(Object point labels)
** Begin **
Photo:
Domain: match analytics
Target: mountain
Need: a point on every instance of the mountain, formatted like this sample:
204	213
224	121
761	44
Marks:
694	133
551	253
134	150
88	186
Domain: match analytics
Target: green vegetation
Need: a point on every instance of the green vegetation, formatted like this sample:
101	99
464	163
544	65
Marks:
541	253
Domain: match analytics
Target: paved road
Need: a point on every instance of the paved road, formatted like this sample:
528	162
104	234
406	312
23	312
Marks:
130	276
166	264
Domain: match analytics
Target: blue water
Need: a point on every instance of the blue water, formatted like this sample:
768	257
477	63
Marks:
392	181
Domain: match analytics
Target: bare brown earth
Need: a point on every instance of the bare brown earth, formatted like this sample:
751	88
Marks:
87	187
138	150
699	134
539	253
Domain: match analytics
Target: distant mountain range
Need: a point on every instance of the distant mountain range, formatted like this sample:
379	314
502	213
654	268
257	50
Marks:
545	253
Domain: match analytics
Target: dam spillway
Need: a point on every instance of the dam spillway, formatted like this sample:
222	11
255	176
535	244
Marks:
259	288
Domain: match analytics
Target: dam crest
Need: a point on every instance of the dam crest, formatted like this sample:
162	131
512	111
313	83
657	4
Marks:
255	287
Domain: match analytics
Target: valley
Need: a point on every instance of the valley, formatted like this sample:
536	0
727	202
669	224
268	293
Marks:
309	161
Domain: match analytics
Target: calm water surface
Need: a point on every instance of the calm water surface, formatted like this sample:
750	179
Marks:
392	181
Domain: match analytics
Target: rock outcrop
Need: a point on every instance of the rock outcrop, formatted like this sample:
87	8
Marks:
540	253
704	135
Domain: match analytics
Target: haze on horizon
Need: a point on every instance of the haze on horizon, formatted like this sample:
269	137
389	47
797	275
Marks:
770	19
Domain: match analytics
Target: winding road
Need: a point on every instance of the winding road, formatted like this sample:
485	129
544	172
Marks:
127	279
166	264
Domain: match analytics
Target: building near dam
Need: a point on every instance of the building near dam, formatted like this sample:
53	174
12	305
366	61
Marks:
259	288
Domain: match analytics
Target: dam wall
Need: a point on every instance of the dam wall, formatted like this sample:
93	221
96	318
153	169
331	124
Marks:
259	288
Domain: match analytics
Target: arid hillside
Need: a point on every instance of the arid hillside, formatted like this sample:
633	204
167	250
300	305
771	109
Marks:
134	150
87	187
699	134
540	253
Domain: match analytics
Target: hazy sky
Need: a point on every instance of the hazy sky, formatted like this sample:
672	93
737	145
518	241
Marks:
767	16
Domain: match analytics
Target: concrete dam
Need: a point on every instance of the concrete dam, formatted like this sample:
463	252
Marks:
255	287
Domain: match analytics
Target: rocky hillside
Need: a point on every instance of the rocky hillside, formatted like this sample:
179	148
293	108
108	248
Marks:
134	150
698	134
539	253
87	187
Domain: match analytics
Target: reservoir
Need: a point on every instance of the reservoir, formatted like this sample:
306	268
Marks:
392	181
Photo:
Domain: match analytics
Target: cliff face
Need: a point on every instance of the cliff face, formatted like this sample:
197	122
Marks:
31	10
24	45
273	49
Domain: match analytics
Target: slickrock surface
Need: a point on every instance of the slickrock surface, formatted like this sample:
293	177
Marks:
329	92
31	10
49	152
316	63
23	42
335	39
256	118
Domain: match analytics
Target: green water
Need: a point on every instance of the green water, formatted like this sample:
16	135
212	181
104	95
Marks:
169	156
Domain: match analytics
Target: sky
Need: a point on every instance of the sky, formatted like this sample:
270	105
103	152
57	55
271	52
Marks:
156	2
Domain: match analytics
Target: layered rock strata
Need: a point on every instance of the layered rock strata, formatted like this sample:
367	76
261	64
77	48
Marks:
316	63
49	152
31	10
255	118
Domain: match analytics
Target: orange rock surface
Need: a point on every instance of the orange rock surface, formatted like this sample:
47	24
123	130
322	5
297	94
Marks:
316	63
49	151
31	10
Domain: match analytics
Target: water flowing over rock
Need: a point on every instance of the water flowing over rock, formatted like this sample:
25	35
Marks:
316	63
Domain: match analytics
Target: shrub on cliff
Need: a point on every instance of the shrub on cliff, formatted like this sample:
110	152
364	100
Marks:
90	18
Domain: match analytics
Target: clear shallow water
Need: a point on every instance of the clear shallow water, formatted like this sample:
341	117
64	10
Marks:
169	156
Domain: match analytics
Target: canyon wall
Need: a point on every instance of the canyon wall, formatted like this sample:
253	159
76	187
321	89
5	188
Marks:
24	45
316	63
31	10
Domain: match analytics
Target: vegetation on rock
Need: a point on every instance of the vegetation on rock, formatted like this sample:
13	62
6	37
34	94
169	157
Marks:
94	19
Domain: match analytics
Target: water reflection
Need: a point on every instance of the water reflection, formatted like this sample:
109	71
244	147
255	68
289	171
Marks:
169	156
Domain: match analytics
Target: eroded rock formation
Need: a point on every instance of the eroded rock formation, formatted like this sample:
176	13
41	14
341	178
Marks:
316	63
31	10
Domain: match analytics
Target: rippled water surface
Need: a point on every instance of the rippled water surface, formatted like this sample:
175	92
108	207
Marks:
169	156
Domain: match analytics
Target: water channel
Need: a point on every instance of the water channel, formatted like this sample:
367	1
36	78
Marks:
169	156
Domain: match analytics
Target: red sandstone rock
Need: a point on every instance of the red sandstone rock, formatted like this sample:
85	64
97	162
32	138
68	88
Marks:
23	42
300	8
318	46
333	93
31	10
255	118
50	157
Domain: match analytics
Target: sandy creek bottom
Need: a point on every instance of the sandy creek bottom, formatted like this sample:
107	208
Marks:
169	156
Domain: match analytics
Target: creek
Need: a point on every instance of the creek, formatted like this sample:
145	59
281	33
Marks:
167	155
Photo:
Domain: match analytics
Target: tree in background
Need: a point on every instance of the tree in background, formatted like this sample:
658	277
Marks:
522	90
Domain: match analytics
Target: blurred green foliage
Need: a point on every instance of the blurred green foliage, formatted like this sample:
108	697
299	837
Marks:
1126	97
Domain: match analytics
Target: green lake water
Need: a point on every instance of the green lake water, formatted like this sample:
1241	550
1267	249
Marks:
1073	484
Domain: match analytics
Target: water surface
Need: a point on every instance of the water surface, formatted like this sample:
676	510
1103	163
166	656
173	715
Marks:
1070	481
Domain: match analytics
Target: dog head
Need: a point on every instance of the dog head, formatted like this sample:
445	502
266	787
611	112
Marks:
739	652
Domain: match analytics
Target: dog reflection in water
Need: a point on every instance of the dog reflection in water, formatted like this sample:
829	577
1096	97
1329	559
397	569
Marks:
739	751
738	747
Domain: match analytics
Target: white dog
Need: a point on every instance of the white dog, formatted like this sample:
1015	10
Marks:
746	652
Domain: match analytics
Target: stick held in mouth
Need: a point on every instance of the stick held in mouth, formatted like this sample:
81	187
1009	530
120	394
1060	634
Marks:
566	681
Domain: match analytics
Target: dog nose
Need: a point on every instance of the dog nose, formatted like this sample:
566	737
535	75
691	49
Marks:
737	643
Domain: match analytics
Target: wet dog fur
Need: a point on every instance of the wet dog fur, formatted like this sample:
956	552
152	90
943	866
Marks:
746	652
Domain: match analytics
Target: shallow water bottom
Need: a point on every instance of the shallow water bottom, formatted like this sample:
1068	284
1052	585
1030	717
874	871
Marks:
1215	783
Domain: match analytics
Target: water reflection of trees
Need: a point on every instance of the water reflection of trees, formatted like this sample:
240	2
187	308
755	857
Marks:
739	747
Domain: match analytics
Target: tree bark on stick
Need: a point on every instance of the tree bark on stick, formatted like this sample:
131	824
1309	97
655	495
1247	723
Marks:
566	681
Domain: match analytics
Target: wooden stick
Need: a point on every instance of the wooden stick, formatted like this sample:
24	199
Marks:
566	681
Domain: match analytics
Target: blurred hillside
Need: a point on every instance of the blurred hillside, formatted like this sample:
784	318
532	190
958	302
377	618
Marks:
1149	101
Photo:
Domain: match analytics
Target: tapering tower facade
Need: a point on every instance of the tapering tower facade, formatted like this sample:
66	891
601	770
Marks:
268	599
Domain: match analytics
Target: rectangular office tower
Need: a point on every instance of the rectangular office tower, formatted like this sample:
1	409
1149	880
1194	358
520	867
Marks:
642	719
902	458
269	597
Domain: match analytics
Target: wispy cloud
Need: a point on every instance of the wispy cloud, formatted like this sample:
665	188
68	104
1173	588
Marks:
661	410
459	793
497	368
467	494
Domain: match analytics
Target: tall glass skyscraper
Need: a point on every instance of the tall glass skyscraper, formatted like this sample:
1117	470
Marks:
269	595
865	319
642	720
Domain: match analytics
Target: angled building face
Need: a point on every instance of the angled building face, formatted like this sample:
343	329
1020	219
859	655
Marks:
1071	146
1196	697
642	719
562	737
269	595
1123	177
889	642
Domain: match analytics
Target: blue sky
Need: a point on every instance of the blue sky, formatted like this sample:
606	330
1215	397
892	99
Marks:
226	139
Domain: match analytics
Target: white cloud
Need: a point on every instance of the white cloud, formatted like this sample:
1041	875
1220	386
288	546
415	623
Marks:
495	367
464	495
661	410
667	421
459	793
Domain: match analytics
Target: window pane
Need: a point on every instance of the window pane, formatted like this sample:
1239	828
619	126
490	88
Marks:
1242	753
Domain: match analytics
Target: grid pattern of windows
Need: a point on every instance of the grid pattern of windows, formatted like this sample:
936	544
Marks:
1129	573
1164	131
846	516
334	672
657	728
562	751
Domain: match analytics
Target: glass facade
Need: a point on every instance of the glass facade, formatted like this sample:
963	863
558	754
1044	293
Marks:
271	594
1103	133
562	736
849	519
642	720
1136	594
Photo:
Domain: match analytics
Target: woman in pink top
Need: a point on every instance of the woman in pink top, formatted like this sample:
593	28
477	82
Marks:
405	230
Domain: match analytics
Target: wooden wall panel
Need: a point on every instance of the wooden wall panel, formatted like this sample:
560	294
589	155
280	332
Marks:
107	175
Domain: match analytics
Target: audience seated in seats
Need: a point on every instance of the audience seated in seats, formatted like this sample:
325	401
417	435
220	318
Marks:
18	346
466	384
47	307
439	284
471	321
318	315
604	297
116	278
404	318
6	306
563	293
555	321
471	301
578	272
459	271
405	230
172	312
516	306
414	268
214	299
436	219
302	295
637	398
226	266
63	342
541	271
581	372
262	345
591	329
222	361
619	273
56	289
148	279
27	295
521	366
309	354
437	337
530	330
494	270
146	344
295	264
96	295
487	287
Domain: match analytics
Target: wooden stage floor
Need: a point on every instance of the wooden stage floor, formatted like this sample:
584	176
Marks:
** End **
- Given task: Show every line of the material that contains the word "orange".

- Response to this task:
Target: orange rock surface
Need: a point on every instance of the orange rock surface, formatted like this sample:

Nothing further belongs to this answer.